GOAL -
Rewrite the records starting with the line containing "Target: traffic sign" and going on through the line containing "[[[40,192],[37,195],[37,203],[42,203],[44,200],[44,192]]]", swapping "outline" for "boundary" and leaving everything else unchanged.

DATA IN THIS EXERCISE -

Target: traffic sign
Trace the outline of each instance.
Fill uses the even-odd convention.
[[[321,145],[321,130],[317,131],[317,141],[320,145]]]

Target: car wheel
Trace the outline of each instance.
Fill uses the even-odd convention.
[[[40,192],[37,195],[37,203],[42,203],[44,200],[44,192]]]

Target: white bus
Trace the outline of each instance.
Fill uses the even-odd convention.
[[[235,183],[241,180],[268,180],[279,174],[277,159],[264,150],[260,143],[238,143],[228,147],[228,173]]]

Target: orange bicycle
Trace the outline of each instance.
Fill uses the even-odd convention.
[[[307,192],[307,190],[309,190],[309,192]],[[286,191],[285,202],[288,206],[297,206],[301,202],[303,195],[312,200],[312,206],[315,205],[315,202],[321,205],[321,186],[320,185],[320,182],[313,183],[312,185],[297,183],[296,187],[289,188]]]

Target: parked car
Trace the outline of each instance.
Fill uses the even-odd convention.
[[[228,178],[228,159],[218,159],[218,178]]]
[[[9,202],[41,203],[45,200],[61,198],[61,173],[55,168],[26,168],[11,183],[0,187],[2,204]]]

---

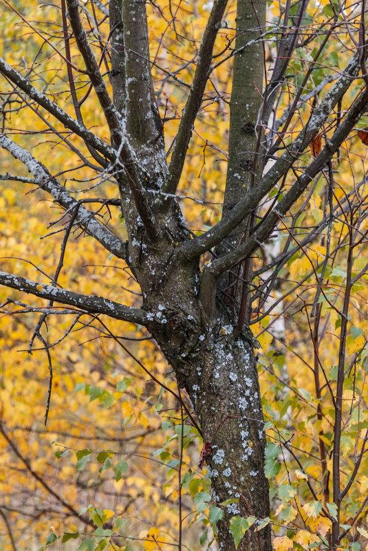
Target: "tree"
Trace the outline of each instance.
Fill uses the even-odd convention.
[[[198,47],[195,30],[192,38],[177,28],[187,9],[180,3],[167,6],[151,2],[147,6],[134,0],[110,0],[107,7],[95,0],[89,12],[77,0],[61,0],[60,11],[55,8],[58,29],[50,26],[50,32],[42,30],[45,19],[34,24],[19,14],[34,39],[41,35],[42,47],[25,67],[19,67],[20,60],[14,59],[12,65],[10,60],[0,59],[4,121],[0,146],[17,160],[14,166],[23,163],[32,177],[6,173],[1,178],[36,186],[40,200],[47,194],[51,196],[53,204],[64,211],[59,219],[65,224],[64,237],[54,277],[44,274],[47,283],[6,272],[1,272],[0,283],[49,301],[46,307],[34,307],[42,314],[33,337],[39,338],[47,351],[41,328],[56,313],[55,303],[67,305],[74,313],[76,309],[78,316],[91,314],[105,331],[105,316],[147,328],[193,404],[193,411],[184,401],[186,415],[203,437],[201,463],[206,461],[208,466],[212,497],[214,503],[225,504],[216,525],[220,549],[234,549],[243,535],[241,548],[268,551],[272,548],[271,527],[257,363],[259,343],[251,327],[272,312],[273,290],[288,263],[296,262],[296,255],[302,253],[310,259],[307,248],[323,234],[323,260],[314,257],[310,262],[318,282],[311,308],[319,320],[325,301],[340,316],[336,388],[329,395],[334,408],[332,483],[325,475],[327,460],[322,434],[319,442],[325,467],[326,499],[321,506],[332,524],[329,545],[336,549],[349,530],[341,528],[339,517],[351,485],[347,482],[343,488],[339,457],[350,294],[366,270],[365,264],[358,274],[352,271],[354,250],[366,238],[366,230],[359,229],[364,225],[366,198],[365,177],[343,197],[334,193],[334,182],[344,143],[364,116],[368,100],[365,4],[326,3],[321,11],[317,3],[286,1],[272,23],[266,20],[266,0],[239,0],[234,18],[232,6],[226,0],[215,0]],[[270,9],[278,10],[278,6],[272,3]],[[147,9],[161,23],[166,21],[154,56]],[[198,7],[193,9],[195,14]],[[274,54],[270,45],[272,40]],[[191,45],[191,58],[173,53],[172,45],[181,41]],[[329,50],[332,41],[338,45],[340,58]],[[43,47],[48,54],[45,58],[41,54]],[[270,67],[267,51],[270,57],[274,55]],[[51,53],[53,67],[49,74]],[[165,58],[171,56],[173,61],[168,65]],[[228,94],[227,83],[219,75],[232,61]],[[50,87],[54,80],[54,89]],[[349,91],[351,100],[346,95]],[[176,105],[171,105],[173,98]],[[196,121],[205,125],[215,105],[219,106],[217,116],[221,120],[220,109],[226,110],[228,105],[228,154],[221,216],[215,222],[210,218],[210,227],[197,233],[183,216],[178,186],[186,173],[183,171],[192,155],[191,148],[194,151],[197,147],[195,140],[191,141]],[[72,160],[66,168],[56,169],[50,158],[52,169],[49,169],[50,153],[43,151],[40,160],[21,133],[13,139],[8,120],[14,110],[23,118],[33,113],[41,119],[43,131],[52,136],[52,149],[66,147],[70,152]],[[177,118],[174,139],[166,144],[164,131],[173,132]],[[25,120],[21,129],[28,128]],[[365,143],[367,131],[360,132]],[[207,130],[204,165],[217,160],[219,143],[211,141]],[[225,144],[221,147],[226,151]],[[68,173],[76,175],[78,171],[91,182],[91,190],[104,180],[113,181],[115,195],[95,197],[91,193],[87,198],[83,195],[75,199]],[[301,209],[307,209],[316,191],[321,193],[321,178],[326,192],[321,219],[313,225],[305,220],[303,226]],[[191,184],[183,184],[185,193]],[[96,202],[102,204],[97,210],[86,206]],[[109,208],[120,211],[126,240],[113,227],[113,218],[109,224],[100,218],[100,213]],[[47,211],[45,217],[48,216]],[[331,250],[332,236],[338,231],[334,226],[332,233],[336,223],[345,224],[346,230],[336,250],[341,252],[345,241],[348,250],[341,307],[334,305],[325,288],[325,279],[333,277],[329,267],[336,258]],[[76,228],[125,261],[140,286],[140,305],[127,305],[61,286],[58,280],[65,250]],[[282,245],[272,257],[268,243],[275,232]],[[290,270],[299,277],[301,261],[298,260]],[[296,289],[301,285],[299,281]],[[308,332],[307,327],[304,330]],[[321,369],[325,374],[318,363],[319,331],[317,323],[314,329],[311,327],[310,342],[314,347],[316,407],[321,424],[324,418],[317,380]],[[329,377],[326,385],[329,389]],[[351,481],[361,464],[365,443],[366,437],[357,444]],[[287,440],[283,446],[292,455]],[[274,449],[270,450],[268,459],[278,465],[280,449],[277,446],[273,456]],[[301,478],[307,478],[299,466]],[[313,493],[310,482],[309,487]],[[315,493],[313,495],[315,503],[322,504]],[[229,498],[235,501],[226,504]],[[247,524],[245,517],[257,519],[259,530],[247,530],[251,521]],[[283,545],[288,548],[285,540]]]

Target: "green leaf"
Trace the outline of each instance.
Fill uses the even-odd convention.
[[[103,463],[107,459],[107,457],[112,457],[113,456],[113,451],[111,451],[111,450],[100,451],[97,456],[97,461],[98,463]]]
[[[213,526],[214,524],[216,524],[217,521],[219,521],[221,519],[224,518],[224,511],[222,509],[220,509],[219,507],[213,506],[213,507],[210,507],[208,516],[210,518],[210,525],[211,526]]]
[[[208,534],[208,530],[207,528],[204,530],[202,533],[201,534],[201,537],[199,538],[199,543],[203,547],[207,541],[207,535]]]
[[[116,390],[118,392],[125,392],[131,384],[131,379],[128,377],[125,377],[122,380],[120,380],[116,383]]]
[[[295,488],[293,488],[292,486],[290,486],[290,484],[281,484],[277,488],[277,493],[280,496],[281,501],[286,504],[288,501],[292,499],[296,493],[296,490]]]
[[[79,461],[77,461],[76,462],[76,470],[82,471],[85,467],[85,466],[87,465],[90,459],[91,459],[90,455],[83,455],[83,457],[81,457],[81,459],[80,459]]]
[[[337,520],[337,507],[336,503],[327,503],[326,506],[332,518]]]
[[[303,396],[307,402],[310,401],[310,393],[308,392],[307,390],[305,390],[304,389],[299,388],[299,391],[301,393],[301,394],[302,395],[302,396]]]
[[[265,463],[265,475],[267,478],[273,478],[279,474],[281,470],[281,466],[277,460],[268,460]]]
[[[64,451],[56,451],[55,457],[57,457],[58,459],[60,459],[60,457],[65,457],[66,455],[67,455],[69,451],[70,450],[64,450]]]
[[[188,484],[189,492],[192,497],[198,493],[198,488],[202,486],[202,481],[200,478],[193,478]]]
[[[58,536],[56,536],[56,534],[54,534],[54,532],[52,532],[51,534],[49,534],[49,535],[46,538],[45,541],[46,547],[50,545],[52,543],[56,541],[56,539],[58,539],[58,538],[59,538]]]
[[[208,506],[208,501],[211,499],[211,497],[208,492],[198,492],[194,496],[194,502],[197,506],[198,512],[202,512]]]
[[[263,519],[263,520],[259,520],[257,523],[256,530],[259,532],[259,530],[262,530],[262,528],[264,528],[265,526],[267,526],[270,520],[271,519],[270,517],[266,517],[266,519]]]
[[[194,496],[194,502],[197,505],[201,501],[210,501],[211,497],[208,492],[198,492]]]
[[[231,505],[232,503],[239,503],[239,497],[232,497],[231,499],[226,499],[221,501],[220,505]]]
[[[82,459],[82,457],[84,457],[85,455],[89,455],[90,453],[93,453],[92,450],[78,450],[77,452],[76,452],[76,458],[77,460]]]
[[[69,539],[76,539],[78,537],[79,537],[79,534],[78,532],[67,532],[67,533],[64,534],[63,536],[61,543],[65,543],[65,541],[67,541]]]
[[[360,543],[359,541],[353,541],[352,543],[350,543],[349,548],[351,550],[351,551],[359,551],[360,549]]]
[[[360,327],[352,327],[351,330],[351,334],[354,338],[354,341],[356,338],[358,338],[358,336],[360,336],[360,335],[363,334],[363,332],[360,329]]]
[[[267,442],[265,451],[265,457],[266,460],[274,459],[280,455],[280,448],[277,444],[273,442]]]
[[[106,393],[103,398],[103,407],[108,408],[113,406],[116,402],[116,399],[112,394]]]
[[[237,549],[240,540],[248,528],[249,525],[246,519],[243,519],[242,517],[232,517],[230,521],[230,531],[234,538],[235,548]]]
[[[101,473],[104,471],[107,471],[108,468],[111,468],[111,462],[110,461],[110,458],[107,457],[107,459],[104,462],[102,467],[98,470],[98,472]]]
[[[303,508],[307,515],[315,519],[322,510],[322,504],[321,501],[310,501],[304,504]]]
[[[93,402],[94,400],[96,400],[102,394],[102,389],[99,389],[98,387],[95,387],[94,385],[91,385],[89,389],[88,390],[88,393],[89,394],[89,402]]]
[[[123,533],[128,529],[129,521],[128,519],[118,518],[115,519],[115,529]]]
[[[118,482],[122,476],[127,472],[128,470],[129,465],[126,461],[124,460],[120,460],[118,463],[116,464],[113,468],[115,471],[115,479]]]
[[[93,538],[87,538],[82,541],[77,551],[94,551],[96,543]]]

...

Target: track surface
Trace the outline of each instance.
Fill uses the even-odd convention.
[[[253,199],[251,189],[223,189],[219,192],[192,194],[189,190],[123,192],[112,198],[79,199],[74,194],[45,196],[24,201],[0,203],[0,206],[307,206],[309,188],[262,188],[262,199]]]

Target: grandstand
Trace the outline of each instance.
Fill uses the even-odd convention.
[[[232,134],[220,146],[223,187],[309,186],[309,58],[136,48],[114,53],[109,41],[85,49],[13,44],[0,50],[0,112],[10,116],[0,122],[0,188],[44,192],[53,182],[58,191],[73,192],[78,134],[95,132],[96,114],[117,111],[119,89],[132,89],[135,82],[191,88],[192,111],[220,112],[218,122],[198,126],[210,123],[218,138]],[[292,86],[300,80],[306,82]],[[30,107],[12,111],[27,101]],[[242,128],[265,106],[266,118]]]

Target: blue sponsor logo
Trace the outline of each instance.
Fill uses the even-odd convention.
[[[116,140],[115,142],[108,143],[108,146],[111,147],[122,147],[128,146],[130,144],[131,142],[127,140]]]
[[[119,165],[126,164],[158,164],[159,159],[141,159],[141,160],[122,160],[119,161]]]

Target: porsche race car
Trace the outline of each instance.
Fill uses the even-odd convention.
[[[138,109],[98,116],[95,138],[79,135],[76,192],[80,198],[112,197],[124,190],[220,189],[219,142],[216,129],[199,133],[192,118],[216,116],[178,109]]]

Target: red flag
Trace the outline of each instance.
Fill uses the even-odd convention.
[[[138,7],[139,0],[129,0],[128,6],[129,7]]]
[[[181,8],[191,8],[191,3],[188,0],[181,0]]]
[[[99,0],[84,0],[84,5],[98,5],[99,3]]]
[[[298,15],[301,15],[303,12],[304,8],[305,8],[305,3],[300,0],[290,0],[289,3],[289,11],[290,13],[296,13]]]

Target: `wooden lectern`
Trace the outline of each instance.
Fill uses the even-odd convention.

EXERCISE OUTPUT -
Target: traffic sign
Trace the boundary of each instance.
Fill uses the even-odd convention.
[[[321,145],[321,130],[317,131],[317,141],[320,145]]]

Target: car wheel
Trace the boundary of each instance.
Fill uses the even-odd convention.
[[[40,192],[37,195],[37,203],[42,203],[44,200],[44,192]]]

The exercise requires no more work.